* [Problem details]:
Scan the lines below for "shrub" and copy the matches.

(Records from a dataset)
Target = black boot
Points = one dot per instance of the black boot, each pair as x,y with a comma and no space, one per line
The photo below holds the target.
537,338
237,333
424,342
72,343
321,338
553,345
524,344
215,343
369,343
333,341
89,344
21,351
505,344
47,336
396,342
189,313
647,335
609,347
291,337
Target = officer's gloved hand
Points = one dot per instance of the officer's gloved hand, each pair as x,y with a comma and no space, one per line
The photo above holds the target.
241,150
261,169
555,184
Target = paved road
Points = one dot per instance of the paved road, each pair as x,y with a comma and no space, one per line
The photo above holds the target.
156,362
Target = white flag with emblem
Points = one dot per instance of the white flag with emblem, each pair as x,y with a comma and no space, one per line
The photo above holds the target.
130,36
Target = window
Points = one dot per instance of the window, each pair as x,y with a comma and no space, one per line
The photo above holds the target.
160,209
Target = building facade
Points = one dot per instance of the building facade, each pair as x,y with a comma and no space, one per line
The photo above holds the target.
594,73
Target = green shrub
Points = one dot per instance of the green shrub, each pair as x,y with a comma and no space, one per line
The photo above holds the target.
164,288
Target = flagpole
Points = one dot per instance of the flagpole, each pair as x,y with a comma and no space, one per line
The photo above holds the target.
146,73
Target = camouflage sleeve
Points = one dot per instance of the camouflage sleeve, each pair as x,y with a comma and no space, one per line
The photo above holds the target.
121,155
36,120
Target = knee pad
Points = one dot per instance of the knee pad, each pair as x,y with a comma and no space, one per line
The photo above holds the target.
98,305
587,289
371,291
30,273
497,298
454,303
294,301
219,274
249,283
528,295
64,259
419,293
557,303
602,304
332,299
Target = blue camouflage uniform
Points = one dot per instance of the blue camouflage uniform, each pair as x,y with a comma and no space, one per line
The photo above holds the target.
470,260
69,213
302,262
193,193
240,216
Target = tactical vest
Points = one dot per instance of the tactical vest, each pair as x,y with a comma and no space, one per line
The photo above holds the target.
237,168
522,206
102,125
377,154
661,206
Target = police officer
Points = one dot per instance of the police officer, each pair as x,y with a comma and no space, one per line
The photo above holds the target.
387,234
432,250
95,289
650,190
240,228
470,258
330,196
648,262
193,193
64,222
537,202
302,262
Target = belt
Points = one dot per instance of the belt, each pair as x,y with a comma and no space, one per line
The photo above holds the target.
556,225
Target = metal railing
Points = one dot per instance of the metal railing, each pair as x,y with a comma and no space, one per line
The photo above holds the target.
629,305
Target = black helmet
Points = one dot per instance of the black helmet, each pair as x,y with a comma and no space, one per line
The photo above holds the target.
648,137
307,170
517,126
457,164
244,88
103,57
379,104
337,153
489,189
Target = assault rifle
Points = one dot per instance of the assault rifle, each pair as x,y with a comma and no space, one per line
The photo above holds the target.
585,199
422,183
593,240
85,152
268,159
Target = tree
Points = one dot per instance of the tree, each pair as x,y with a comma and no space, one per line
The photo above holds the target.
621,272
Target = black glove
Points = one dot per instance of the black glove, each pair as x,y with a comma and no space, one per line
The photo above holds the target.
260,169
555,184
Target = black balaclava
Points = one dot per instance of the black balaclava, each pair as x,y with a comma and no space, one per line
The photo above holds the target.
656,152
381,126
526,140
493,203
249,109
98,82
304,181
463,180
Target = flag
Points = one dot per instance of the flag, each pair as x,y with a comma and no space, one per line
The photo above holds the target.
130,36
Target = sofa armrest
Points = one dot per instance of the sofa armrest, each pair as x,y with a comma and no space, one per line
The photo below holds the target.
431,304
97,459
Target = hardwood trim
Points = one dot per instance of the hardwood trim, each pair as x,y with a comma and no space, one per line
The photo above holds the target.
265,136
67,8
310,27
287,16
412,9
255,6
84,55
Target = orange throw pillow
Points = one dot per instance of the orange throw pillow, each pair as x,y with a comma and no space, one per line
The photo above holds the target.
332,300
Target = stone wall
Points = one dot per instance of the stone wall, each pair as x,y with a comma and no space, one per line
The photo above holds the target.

* [Result of this exercise]:
Target = green shrub
Points = one dot per instance of the green shrub, each pair as x,y with a comma and no space, one per line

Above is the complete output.